— BEGIN —

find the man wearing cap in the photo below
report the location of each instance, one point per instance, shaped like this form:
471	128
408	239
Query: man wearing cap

— END —
— BEGIN —

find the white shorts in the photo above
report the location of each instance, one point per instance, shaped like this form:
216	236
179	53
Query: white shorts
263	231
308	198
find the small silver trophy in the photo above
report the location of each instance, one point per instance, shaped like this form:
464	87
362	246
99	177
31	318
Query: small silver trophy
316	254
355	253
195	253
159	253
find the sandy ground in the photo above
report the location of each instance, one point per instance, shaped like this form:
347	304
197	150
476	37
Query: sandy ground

— END —
— BEGIN —

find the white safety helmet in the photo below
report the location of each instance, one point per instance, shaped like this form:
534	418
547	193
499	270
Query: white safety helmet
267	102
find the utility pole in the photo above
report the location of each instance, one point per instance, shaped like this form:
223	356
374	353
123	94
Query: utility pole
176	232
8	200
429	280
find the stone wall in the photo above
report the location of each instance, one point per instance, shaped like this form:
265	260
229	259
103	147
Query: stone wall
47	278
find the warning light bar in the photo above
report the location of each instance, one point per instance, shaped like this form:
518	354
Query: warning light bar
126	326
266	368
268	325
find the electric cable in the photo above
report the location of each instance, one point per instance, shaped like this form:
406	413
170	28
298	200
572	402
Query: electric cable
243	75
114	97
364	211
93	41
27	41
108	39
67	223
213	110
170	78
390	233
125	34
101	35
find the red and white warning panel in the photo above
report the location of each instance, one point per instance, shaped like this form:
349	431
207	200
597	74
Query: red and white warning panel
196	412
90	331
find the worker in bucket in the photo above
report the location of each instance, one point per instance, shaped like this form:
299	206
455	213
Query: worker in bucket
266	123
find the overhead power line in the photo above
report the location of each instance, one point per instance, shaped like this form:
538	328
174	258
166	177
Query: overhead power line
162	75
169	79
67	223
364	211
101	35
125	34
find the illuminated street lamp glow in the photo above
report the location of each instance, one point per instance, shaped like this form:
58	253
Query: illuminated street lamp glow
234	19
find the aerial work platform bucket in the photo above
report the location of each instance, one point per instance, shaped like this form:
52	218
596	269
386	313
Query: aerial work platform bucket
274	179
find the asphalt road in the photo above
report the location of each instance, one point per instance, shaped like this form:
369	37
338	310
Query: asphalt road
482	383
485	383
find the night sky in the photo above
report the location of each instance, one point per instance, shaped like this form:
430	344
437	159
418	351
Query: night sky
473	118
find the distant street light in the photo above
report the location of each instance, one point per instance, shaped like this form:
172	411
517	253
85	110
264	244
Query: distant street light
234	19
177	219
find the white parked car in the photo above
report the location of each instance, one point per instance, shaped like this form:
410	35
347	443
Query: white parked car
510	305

— END —

In the rows from the line with "find the man wearing cap in the photo below" to the line with "Query: man wearing cap", switch "cap" to "hat" and write those lines out again with nothing else changed.

find the man wearing hat in the photo below
report the location of each instance, one point per instance, shaped like this form:
471	128
408	239
Query: man wearing hat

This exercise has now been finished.